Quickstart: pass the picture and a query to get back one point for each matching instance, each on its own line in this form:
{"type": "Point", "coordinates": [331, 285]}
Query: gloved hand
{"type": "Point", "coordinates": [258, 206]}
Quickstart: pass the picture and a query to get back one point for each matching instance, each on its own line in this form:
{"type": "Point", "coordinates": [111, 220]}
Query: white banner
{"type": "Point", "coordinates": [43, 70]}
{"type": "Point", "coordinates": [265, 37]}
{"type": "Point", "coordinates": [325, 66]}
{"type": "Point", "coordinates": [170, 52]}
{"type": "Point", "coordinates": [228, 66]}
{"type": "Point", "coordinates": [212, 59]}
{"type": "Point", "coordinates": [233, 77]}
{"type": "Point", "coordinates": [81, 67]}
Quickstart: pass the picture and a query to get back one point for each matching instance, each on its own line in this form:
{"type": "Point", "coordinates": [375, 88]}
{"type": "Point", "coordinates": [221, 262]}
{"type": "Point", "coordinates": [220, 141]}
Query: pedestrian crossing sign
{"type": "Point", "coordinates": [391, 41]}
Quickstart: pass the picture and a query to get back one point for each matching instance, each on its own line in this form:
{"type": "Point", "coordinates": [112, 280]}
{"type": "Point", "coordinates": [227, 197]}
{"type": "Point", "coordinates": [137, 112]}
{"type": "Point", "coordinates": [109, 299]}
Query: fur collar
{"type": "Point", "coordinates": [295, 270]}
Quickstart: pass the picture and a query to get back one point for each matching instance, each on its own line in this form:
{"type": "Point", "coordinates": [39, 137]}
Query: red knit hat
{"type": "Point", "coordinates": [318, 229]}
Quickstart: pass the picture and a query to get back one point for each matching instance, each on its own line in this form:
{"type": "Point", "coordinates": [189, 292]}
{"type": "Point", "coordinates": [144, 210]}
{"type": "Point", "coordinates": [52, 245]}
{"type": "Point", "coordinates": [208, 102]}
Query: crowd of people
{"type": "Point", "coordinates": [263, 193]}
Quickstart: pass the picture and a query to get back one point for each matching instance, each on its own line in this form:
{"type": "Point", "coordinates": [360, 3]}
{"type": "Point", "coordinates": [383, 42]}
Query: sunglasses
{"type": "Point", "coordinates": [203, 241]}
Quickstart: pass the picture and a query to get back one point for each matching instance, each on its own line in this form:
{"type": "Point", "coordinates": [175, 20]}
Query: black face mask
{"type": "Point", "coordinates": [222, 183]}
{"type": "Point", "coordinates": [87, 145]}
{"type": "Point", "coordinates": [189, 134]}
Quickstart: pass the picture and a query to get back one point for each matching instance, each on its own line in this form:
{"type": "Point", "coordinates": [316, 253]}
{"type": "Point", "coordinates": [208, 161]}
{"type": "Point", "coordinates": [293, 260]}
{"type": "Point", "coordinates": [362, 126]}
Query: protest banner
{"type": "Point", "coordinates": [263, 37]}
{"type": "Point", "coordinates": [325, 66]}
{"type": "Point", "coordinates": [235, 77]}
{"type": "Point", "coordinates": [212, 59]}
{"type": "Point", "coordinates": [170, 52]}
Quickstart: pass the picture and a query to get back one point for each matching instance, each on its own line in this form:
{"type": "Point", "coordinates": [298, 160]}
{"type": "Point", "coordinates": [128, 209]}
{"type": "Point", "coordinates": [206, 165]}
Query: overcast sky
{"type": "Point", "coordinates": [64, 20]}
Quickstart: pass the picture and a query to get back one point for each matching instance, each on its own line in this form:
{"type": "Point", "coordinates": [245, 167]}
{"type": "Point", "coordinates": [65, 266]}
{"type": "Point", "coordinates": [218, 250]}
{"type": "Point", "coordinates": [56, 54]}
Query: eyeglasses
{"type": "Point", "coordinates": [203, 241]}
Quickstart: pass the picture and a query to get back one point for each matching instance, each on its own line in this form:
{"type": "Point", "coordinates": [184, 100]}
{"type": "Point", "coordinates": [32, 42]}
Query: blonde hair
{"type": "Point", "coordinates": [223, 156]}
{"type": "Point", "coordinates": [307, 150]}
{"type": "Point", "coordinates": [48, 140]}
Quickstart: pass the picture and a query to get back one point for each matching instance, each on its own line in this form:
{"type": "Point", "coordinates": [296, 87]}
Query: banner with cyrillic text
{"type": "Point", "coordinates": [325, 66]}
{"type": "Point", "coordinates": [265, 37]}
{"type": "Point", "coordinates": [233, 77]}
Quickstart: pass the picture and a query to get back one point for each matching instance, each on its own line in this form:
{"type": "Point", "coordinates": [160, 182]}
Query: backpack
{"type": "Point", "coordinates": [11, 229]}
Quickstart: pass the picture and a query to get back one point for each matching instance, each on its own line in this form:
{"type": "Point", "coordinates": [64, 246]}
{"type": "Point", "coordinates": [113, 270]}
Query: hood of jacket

○ ○ ○ ○ ○

What to do: Transcribe the material above. Change nothing in it.

Output below:
Quickstart: pass the picture and a query to get back one point for each matching instance, each on its own line in this form:
{"type": "Point", "coordinates": [331, 285]}
Query: gloved hand
{"type": "Point", "coordinates": [258, 206]}
Quickstart: pass the picture and a query to get back one point for each matching instance, each on its own line in this form:
{"type": "Point", "coordinates": [111, 220]}
Query: white banner
{"type": "Point", "coordinates": [43, 70]}
{"type": "Point", "coordinates": [265, 37]}
{"type": "Point", "coordinates": [325, 66]}
{"type": "Point", "coordinates": [170, 52]}
{"type": "Point", "coordinates": [228, 66]}
{"type": "Point", "coordinates": [212, 59]}
{"type": "Point", "coordinates": [233, 77]}
{"type": "Point", "coordinates": [81, 67]}
Quickstart: pass the picture and a query to get back one point for each matching instance, each on its own line in this form:
{"type": "Point", "coordinates": [375, 88]}
{"type": "Point", "coordinates": [221, 262]}
{"type": "Point", "coordinates": [220, 141]}
Query: pedestrian crossing sign
{"type": "Point", "coordinates": [391, 41]}
Quickstart: pass the picture and a query to get back one point for each matching instance, each on its own line in this form:
{"type": "Point", "coordinates": [112, 280]}
{"type": "Point", "coordinates": [227, 197]}
{"type": "Point", "coordinates": [137, 112]}
{"type": "Point", "coordinates": [109, 299]}
Query: fur collar
{"type": "Point", "coordinates": [295, 270]}
Quickstart: pass the picture and a query to get back one point for each matching instance, each on its own line in this form:
{"type": "Point", "coordinates": [39, 137]}
Query: red knit hat
{"type": "Point", "coordinates": [318, 229]}
Quickstart: pass the picture and a query to get back one point for each matching instance, each on its own line in this form:
{"type": "Point", "coordinates": [189, 292]}
{"type": "Point", "coordinates": [144, 210]}
{"type": "Point", "coordinates": [52, 245]}
{"type": "Point", "coordinates": [208, 102]}
Query: crowd of people
{"type": "Point", "coordinates": [263, 193]}
Quickstart: pass the picture and a query to get back one point for each matching instance, each on its own line in this form:
{"type": "Point", "coordinates": [360, 3]}
{"type": "Point", "coordinates": [383, 42]}
Query: sunglasses
{"type": "Point", "coordinates": [203, 241]}
Quickstart: pass the picture and a query to get back one point for each matching instance, each on its own line in this form:
{"type": "Point", "coordinates": [175, 20]}
Query: black face mask
{"type": "Point", "coordinates": [222, 183]}
{"type": "Point", "coordinates": [87, 145]}
{"type": "Point", "coordinates": [189, 134]}
Quickstart: pass the picture and a query to get back one point for each matching instance, each on its own line in this form:
{"type": "Point", "coordinates": [316, 253]}
{"type": "Point", "coordinates": [208, 161]}
{"type": "Point", "coordinates": [293, 260]}
{"type": "Point", "coordinates": [362, 126]}
Query: protest banner
{"type": "Point", "coordinates": [263, 37]}
{"type": "Point", "coordinates": [325, 66]}
{"type": "Point", "coordinates": [235, 77]}
{"type": "Point", "coordinates": [212, 59]}
{"type": "Point", "coordinates": [170, 52]}
Quickstart: pass the picture and a query to get back one point for each matching instance, each on its own line in this form:
{"type": "Point", "coordinates": [298, 160]}
{"type": "Point", "coordinates": [128, 209]}
{"type": "Point", "coordinates": [206, 165]}
Query: overcast sky
{"type": "Point", "coordinates": [64, 20]}
Quickstart: pass the picture and a query to get back one point for each matching instance, each on its own line in this form:
{"type": "Point", "coordinates": [245, 167]}
{"type": "Point", "coordinates": [65, 266]}
{"type": "Point", "coordinates": [218, 250]}
{"type": "Point", "coordinates": [56, 54]}
Query: eyeglasses
{"type": "Point", "coordinates": [203, 241]}
Quickstart: pass the picture and a query to get back one point for each matching instance, each on its own line in this form:
{"type": "Point", "coordinates": [184, 100]}
{"type": "Point", "coordinates": [32, 42]}
Query: blonde hair
{"type": "Point", "coordinates": [223, 156]}
{"type": "Point", "coordinates": [307, 150]}
{"type": "Point", "coordinates": [48, 140]}
Quickstart: pass the picture and a query to get back one point for each matching instance, each on its own line in this form:
{"type": "Point", "coordinates": [296, 87]}
Query: banner with cyrillic text
{"type": "Point", "coordinates": [325, 66]}
{"type": "Point", "coordinates": [265, 37]}
{"type": "Point", "coordinates": [233, 77]}
Quickstart: pass the picture and a query to get back one point for each matching instance, each on its own line in this form:
{"type": "Point", "coordinates": [160, 182]}
Query: backpack
{"type": "Point", "coordinates": [11, 229]}
Quickstart: pass the picture and a query to get back one point for each matching instance, each on its own line in this form:
{"type": "Point", "coordinates": [64, 246]}
{"type": "Point", "coordinates": [113, 270]}
Query: hood of jacket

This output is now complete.